**Required work**
Format the lines below as a Markdown table with the columns Row and Line, starting at the line that contains "Target: warehouse doorway" and ending at the last line. Number each row and leave out blank lines.

**Material provided**
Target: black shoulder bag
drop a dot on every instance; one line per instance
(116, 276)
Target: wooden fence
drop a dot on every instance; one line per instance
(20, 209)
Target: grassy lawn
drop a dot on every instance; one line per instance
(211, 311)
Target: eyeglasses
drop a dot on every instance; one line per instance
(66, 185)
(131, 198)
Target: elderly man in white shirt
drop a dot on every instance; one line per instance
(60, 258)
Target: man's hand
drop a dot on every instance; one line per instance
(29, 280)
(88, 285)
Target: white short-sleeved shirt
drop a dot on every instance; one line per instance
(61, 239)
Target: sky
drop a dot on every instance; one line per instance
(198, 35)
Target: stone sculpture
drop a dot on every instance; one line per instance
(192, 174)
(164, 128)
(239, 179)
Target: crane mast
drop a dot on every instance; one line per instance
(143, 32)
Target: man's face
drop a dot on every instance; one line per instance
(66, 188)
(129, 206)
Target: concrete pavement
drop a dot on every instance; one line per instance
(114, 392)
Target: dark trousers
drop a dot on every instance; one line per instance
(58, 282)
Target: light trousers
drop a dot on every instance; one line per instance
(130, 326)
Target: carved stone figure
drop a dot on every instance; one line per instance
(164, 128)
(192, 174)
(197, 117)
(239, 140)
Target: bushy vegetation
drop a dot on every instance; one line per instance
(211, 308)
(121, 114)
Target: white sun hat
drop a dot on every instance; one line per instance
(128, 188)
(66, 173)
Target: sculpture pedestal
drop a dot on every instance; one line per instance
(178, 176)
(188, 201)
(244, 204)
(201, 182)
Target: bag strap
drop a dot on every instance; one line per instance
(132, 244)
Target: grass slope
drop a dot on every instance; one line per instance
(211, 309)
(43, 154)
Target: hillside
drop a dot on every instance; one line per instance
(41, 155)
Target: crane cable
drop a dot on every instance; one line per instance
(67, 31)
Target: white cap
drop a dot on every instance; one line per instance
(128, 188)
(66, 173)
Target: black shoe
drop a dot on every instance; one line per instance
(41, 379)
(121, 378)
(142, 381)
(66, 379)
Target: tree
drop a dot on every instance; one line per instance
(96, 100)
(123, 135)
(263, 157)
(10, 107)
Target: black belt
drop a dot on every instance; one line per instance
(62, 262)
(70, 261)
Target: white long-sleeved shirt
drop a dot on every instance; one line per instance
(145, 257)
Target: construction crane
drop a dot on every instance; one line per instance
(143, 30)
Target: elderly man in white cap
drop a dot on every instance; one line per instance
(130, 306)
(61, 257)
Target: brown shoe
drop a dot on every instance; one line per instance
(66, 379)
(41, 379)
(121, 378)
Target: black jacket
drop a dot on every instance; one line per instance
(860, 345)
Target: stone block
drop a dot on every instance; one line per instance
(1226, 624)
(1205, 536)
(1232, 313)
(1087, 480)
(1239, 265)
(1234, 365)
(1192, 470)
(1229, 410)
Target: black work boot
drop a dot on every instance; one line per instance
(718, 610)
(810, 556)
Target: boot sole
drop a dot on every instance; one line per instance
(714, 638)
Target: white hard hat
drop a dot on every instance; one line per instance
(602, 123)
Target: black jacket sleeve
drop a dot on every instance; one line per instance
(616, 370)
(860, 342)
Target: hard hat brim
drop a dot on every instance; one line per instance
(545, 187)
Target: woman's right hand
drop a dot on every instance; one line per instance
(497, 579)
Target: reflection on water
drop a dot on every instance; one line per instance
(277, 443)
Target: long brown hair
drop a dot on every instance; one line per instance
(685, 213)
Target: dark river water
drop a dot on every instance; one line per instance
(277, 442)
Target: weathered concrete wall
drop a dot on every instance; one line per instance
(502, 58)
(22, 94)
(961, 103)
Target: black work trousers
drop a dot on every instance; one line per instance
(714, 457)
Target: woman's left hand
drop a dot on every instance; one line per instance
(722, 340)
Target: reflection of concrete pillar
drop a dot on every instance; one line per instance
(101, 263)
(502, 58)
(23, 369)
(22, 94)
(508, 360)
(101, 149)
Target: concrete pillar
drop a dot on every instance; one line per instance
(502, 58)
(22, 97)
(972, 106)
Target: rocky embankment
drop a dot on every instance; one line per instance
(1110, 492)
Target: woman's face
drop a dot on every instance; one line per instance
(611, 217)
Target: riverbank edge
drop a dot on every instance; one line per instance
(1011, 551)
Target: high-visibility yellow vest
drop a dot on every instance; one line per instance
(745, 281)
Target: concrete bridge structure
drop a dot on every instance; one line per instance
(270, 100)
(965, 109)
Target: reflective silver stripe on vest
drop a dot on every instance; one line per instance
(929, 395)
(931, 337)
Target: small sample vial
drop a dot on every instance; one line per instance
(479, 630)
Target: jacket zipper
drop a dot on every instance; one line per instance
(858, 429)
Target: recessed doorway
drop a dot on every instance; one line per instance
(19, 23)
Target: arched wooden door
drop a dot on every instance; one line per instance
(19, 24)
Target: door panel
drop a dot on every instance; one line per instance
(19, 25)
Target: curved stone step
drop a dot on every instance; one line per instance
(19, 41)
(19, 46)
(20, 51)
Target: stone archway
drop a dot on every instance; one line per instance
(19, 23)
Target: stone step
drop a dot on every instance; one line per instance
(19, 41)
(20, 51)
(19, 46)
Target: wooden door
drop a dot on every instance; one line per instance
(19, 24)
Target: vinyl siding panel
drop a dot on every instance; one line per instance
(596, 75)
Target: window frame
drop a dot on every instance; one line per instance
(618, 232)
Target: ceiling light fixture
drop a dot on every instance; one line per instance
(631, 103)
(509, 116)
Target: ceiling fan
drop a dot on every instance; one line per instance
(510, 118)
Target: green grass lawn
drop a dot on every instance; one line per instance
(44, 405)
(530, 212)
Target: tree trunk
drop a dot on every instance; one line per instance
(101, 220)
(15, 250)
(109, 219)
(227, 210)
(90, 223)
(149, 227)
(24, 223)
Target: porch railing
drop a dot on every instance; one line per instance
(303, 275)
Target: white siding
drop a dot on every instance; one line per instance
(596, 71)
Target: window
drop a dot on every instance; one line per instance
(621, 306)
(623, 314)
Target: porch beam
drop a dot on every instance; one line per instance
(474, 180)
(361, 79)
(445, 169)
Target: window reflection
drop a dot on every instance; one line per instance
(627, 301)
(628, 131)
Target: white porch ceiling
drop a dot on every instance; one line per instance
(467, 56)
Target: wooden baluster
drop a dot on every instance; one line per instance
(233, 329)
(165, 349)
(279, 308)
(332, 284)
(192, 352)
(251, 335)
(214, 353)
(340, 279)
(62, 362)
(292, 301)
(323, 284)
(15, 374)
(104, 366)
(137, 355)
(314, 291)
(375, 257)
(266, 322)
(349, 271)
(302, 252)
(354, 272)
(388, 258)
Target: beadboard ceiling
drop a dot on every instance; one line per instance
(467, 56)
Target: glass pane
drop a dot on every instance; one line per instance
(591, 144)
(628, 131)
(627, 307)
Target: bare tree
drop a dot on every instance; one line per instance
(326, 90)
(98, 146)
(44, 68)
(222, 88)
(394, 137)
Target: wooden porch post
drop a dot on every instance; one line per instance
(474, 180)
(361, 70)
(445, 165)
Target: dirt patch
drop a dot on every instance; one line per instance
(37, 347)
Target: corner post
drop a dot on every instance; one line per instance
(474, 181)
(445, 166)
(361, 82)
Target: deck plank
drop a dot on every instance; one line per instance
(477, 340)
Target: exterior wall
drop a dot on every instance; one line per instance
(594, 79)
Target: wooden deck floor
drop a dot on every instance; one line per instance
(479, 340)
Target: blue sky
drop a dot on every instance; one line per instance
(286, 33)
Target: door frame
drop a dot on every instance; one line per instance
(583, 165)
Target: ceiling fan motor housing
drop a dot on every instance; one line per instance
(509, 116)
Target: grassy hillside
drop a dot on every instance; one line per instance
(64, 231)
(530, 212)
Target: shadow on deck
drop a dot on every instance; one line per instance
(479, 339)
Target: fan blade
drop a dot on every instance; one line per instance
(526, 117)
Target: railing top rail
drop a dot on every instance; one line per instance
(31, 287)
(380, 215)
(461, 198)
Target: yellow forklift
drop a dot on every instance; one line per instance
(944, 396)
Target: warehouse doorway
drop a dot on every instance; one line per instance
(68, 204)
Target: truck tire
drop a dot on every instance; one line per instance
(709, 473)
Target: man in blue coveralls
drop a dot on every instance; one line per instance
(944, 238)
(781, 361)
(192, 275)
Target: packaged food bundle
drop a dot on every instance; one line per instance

**Written solution**
| Row | Line |
|---|---|
| 1 | Target: warehouse doorway |
| 2 | drop a dot on every instance; one line per instance |
| 3 | (68, 204) |
| 4 | Target: truck tire |
| 5 | drop a dot on every instance; one line per instance |
| 6 | (709, 473) |
| 7 | Target: man in blue coveralls |
| 8 | drop a dot on every instance; one line per instance |
| 9 | (944, 238) |
| 10 | (781, 361) |
| 11 | (192, 275) |
| 12 | Target: packaged food bundle |
| 13 | drop a dot on every instance; one line per instance |